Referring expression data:
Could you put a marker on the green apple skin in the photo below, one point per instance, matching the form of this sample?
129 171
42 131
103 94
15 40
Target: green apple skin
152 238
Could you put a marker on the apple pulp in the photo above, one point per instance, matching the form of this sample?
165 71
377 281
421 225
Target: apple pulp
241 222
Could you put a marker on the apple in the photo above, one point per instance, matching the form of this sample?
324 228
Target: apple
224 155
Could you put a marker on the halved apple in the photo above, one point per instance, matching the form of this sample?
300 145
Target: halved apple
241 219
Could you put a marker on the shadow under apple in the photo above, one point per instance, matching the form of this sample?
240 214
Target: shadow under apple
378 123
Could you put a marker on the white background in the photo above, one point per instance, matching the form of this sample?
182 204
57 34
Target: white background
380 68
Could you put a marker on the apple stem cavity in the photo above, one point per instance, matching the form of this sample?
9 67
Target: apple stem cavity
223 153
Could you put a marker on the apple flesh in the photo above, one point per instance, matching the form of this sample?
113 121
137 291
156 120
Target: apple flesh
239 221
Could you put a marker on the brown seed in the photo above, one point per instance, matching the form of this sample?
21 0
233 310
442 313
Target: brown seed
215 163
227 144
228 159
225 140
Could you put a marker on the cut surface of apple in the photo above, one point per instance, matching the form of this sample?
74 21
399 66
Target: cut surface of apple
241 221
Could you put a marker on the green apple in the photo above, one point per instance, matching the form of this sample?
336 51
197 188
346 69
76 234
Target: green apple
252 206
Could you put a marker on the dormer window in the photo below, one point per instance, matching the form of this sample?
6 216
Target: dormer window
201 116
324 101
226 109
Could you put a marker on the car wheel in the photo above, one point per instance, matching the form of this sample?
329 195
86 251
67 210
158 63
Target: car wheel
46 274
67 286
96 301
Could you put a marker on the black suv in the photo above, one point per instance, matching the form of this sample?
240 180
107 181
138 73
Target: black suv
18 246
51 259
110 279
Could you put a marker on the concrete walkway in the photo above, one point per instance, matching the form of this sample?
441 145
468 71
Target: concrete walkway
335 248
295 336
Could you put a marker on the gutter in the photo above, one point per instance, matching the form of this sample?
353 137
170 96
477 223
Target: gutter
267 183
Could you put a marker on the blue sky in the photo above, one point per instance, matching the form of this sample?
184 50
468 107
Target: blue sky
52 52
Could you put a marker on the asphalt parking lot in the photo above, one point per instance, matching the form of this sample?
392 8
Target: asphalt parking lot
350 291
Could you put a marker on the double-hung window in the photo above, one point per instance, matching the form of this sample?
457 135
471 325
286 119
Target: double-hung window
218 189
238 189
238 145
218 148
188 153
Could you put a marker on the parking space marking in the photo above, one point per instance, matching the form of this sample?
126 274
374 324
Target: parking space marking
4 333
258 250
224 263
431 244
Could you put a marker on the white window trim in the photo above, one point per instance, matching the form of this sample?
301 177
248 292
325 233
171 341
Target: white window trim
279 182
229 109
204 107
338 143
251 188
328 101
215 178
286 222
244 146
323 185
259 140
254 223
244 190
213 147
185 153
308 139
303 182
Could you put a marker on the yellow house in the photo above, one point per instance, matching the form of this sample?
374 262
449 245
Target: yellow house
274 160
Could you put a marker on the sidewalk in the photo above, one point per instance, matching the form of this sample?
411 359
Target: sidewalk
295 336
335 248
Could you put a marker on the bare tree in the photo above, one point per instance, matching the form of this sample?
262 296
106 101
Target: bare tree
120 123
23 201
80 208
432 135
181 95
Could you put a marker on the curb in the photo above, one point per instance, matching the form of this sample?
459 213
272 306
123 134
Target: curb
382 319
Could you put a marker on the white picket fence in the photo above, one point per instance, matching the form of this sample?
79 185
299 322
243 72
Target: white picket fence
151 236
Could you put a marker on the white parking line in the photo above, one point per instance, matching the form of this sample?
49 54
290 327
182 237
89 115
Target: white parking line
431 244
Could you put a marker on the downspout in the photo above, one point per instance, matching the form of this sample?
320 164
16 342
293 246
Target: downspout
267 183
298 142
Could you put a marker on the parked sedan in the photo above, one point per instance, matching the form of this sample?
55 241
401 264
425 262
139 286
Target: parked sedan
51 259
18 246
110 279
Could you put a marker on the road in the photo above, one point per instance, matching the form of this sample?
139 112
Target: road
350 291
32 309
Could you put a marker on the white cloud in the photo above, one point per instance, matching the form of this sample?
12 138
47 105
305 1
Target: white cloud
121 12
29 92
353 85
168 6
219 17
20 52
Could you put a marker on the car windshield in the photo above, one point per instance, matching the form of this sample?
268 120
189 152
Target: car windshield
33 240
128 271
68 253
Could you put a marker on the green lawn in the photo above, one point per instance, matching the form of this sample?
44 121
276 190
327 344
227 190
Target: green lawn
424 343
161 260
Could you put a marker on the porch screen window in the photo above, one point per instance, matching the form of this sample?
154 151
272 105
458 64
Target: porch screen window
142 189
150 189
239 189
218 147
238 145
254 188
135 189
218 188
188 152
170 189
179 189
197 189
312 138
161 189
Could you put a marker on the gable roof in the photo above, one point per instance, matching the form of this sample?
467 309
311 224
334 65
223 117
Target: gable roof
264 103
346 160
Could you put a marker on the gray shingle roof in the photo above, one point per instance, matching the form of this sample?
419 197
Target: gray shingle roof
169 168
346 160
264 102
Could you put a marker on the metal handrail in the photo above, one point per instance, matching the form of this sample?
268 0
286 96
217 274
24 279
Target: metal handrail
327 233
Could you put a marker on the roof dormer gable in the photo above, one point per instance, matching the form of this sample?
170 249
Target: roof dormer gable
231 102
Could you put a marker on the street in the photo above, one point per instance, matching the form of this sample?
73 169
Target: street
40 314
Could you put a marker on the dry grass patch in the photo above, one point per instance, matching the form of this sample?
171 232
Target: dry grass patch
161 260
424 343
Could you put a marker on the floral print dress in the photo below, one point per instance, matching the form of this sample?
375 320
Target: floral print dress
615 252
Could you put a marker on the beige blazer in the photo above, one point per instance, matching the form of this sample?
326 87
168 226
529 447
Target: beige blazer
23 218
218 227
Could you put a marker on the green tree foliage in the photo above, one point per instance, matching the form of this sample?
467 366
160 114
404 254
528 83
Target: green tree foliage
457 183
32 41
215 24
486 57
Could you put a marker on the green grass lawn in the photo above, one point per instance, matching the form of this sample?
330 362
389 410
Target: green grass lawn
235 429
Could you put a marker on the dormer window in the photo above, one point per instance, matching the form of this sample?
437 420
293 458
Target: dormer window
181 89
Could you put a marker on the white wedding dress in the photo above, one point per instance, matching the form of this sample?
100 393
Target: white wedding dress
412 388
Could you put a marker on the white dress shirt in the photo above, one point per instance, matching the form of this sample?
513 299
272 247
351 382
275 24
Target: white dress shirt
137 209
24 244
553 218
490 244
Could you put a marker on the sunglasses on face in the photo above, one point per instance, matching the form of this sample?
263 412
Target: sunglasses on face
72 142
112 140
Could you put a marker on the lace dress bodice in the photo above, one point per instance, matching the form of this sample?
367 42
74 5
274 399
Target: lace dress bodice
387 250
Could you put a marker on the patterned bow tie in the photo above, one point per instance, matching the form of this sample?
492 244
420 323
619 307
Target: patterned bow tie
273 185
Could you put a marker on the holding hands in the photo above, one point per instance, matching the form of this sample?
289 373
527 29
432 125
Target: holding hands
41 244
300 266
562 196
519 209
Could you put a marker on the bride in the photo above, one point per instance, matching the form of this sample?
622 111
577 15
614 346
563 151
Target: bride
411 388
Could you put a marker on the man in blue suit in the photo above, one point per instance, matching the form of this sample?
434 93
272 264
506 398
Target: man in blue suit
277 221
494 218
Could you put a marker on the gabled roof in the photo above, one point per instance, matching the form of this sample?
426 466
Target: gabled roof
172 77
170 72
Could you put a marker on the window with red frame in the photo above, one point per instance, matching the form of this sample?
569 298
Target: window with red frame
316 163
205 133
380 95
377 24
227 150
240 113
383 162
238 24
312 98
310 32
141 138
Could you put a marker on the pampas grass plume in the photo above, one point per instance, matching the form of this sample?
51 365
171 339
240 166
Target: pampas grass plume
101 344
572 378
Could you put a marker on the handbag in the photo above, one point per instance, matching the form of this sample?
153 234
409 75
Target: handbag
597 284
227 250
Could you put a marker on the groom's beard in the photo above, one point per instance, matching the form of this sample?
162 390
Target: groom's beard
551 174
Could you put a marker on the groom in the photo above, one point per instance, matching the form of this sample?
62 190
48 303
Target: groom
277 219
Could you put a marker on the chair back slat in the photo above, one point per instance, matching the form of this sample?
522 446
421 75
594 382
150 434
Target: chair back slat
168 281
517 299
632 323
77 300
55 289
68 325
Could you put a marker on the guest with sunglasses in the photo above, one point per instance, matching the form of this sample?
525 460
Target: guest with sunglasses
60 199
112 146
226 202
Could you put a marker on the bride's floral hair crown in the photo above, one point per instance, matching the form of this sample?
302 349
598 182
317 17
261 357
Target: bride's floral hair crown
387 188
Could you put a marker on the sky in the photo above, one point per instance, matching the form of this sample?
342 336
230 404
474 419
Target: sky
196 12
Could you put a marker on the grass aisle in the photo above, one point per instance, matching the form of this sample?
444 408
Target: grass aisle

__YOUR ASSIGNMENT__
Show a copy of each line from the records above in which the string "below" occurs.

__SOLUTION TO THIS EXERCISE__
Could you put a marker on the green apple skin in the photo below, one point per instance, matching the form of this sample?
Could you put a marker on the dormer window in the photo below, one point per instance, matching the form of this sample?
Could you put a marker on the floral print dress in the photo below, one point per instance, matching the form of this sample?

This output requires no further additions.